§ ИСХОДНЫЙ ТЕКСТ:
-*-

Не так давно одна уважаемая редакция обратилась ко мне с просьбой набросать текст по кое-какому поводу: мол, как это было впервые? Я написала... тема, кстати, сугубо материальная. Вроде как в июне материал увидит свет (большего сказать не могу — не смею выдавать чужие секреты). Меж тем это выуженное из недр воспоминание повлекло за собой цепочку других… и на пару дней я зависла в прошлом — эдак тридцатилетней давности. Известно, что наша память — не ксерокс и не фотоаппарат, а воспоминания — не фотокарточки, которые можно достать из архива в первозданном виде. Они не просто «выцветают»: каждый раз, вспоминая что-то, мы видоизменяем след в памяти, добавляя к нему новую ассоциацию или частично стирая прежнюю «запись». Память отражает события прошлого через призму дальнейшего опыта, таким образом «мадленки» М. Пруста  и его тезис о «неотягощенности памяти последующими событиями» (т. е. постоянстве воспоминаний) — не более чем фигура речи. Великого француза можно простить: тогда еще не знали о лимбической системе мозга и ее прихотях. При всем при этом мы продолжаем романтизировать прошлое, особенно нашу юность, молодость. Эти мои зарисовки относятся к очень короткому периоду — от 16 до 19 лет, и тем случаям, когда все было впервые: наверняка у каждого в памяти есть подобные оттиски. Эссе посвящается всем, кому за сорок.

Преамбула. Лет десять назад я отдыхала на зимнем курорте в Австрии — одна: отходила от своей околомодной суеты. На горных лыжах я не катаюсь: хватило первого же падения в пропасть… вытаскивали спасатели. А вот беговые — это мое: в Бад-Кляйнкирхайме беговые трассы — загляденье. Через пару дней в лобби отеля познакомилась с интересной женщиной лет семидесяти — тоже одиночкой, англичанкой. С виду — прохладная рафинированная красавица, но в общении — открытая и эмоциональная. К тому же бывшая манекенщица, и, кроме массы занимательных историй на близкие мне темы, я услышала от нее две сентенции. Первая: «Счастье как бабочка: если гоняешься за ним с сачком, оно улетает все дальше и дальше. Иногда стоит просто замереть… прислушаться к тишине внутри — и тогда "бабочка" сама сядет к тебе на плечо». И вторая мысль: «Все когда-нибудь бывает в первый раз!»

-*-

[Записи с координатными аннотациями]
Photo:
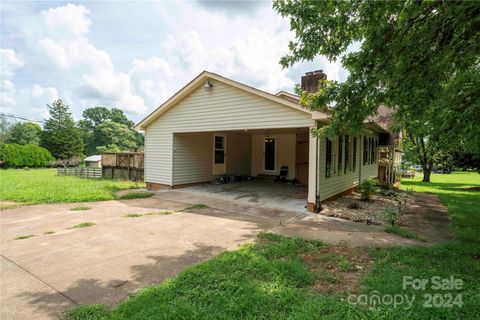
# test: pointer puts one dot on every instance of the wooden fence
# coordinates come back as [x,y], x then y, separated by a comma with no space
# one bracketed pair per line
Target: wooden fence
[123,165]
[84,172]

-*-

§ ЗАДАНИЕ: Допишите эссе о памяти и первом опыте, продолжив его сразу после последнего приведённого предложения. Записи никак не связаны с эссе.

§ ОТВЕТ:
Итак, про первый раз…

Сразу после поступления в Плешку у меня появилась подруга — Натка: чистая, светлая девочка, даром что из номенклатурной семьи (родители крутились где-то там в советских верхах — на уровне Москвы). Натка жила на улице Горького — в одном доме с А. Пугачевой (в бытность ее замужем за Ф. Киркоровым) и в непосредственном соседстве с актером Георгием Тараторкиным: однажды мы столкнулись у лифта — он выносил мусорное ведро. Тогда только вышел прибалтийский сериал «Богач, бедняк» по одноименному роману И. Шоу. О-о-о!.. Таким я себе его и представляла — Рудольфа Джордаха, и Тараторкин в этой роли был неподражаем: еще долгое время он оставался для меня секс-символом… хоть мы и слов-то таких тогда не знали.

По большому счету, мы с Наткой были землячки — обе из Украины, обеих родители в раннем детстве перевезли в Москву. Правда, Натка была красавица — «гарна дiвчина»… яркая хохлушка, внешне — прям Оксана из «Вечеров на хуторе…»: черноволосая, с узкой талией и пышной попой, вишневым ртом и карими глазами с густющими, в два ряда, ресницами: она гордилась, что такая же мутация была у Э. Тейлор (так ей сказал папа). Как-то раз Натка пригласила узкий круг друзей к себе домой — смотреть «видик». Я понятия не имела, как выглядит видеомагнитофон, и в моем воображении он представлялся чем-то дико фирменным, черным и громадным. На поверку «Грюндиг» оказался довольно компактной приставкой, водруженной на такой же марки телевизор.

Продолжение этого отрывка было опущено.